**GIVEN REQUEST 1**
In the piece about Sarah Michelle Gellar's baking venture, what is the name of the line she launched?

**EXTRACT**
——————

Really, there is no other way to explain this story. Sarah Michelle Gellar has launched a baking line called Foodstirs, which focuses on natural cake mixes and “specialty curated food crafting kits that come complete with decorative supplies and tools.” So, sprinkles and cake toppers and cookie cutters.

I don’t bake a lot, and when I do I call it half-baking. I buy a mix and make the frosting from scratch, or vice versa. I think I’m the target market for Foodstirs, as SMG told PEOPLE that she wants to “bridge the gap between inspiration and execution.” So, make my lopsided cake look more like a proper cake that someone who owns a fancy countertop mixer would make.

On the one hand, fine, I get it. It’s supposed to make life easier, if making minion cupcakes is on your to-do list. (And on a side note, I went into a bakery the other day and saw a minion cake that could maybe feed 12 and it was $180. F-cking minions.)

——————

**DATA SUPPLIED**
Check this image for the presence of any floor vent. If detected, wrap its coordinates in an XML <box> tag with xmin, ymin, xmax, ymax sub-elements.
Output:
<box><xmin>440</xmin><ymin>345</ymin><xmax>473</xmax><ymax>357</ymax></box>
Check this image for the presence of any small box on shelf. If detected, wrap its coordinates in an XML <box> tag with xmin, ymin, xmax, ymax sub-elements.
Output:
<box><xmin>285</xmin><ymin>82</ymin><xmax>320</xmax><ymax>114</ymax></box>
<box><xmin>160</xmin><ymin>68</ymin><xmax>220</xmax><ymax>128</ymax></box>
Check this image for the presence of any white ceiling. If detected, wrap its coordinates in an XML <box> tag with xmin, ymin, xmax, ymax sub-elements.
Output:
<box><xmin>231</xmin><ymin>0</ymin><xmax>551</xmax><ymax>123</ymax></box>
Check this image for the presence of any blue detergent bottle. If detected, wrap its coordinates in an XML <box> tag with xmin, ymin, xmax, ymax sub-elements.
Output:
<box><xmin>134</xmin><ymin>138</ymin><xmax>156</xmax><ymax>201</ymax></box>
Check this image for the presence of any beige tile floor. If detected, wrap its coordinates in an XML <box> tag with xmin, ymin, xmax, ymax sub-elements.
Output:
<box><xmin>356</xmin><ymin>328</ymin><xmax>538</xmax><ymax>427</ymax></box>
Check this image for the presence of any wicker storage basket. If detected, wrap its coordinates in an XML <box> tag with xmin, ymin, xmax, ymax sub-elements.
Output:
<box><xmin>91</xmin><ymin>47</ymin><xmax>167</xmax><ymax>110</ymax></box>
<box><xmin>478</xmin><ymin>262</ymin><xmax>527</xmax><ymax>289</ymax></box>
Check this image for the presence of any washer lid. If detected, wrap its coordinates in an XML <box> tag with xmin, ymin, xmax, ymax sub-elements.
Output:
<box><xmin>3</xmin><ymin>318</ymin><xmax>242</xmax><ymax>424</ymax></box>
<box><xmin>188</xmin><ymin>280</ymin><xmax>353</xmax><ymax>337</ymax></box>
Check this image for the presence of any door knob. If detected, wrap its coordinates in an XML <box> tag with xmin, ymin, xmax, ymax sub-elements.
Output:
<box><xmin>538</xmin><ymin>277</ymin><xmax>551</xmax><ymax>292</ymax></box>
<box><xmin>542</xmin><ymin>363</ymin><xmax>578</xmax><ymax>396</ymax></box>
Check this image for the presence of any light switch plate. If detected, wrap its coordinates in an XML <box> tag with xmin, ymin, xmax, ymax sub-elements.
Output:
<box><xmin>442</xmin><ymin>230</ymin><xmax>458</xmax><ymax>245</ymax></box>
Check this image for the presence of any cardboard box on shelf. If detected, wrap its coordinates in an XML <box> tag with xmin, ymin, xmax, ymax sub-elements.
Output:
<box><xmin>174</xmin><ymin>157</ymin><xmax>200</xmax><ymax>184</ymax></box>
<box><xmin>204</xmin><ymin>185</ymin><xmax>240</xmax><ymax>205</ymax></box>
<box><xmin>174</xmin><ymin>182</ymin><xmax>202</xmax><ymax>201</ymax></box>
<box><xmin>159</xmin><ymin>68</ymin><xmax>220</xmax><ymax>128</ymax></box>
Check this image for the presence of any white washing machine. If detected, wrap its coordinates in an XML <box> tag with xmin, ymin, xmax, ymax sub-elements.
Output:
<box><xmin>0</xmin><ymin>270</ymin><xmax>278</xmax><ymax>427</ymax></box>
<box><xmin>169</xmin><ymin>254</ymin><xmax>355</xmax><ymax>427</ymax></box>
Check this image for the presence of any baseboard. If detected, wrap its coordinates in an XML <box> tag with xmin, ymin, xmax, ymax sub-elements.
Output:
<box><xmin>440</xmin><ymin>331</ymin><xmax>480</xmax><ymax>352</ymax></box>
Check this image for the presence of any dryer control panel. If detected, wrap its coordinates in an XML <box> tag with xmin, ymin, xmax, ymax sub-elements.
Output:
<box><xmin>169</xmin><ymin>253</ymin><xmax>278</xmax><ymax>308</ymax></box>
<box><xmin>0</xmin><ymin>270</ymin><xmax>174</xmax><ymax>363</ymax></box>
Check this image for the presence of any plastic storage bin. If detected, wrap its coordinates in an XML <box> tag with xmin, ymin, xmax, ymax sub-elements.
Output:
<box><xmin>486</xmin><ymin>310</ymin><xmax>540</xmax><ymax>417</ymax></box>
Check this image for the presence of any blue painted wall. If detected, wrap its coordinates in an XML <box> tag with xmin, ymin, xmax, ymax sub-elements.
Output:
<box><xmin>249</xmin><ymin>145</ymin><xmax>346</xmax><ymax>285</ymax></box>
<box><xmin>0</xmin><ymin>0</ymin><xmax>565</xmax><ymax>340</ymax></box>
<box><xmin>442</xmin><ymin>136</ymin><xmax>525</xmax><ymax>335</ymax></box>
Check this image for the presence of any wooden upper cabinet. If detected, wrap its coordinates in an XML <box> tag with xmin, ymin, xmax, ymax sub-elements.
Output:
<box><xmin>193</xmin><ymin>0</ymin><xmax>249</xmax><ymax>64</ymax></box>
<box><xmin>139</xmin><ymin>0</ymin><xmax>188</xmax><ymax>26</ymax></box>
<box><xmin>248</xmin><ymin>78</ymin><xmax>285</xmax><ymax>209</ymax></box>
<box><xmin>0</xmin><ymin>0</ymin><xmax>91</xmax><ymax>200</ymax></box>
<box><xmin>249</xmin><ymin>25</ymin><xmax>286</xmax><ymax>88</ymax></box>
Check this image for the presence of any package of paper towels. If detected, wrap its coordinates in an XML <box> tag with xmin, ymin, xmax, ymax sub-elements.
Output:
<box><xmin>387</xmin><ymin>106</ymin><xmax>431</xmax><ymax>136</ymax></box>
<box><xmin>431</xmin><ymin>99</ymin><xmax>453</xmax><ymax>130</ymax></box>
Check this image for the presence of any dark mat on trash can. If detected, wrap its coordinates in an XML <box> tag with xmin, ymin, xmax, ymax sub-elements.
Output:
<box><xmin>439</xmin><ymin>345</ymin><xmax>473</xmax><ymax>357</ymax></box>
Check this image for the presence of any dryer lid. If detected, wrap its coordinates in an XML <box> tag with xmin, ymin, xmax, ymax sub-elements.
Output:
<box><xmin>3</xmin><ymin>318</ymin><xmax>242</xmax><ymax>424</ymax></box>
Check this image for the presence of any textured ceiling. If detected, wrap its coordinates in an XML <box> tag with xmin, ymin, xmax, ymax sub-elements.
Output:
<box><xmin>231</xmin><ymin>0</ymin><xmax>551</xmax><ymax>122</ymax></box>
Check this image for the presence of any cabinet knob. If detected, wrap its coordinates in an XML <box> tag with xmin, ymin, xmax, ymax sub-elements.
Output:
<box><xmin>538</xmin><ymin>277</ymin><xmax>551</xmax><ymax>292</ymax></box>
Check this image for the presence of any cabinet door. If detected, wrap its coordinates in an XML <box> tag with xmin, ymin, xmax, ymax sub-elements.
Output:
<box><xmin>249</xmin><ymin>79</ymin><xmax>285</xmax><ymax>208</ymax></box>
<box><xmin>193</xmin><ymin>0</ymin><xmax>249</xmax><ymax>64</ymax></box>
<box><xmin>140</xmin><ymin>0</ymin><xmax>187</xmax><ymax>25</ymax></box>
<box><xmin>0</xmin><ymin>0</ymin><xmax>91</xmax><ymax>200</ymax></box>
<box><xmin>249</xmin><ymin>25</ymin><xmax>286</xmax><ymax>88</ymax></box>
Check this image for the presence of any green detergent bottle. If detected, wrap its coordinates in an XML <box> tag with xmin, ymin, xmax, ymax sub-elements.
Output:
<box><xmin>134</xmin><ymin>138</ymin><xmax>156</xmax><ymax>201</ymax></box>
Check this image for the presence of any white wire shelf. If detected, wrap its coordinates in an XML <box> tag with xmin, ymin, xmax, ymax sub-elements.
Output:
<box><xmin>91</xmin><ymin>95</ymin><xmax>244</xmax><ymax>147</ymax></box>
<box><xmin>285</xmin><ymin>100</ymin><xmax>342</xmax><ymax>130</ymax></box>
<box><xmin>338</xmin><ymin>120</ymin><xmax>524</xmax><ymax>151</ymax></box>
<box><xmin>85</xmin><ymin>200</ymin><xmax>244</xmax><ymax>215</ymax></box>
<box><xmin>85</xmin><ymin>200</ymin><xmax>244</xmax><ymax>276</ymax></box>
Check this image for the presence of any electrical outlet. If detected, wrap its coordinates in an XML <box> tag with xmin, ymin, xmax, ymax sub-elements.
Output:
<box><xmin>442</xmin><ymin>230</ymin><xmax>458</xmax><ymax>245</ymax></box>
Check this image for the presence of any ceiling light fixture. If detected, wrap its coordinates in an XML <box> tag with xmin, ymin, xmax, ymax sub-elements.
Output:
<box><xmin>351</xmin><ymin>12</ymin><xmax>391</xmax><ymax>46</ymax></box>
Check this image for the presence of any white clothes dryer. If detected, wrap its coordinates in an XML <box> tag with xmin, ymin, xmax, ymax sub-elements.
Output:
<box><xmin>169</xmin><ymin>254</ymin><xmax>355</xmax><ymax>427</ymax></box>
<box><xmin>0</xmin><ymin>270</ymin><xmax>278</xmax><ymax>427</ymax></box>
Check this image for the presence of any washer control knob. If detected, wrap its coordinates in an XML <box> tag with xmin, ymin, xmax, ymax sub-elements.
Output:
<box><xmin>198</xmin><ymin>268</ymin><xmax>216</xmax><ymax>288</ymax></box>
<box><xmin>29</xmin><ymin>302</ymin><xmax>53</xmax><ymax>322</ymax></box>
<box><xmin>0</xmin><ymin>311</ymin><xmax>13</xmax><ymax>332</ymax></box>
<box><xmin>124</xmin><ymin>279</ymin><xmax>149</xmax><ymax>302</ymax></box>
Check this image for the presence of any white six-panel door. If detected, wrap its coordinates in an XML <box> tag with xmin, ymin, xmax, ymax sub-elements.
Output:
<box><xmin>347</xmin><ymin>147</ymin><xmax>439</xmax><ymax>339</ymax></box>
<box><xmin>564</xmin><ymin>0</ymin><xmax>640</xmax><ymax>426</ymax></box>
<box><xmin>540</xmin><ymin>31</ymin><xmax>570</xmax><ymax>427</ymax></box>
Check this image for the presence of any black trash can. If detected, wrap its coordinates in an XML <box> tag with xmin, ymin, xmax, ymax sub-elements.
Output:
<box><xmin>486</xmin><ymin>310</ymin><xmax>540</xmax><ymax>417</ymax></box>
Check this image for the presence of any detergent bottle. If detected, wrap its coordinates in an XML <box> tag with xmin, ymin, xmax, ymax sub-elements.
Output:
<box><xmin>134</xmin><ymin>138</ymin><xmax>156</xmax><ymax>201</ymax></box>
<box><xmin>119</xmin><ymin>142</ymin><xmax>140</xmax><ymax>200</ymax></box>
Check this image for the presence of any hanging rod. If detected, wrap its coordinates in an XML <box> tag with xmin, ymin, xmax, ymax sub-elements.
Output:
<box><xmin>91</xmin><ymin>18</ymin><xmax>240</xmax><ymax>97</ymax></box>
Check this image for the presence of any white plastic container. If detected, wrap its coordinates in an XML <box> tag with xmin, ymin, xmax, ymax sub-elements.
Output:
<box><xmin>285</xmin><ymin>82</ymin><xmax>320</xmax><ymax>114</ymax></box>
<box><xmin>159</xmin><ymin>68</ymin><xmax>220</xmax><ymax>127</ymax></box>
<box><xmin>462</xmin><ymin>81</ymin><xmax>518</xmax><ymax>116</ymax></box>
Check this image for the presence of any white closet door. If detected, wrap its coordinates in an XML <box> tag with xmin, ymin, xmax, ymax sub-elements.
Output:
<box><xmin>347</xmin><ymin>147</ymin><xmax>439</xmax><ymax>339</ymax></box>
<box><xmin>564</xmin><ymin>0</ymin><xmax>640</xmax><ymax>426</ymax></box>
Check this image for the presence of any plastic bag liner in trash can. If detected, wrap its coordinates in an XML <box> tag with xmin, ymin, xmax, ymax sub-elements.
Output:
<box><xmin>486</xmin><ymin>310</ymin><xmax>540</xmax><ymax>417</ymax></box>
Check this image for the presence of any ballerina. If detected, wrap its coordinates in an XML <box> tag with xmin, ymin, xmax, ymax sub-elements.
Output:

——————

**GIVEN REQUEST 2**
Please print the entries starting with the line containing "Check this image for the presence of any plastic bag" and going on through the end of the entries.

**TASK SOLUTION 1**
Foodstirs

**TASK SOLUTION 2**
Check this image for the presence of any plastic bag liner in trash can. If detected, wrap its coordinates in an XML <box> tag with xmin, ymin, xmax, ymax sub-elements.
Output:
<box><xmin>486</xmin><ymin>310</ymin><xmax>540</xmax><ymax>417</ymax></box>
Check this image for the presence of any ballerina. If detected, wrap its coordinates in an XML <box> tag with xmin, ymin, xmax, ymax sub-elements.
Output:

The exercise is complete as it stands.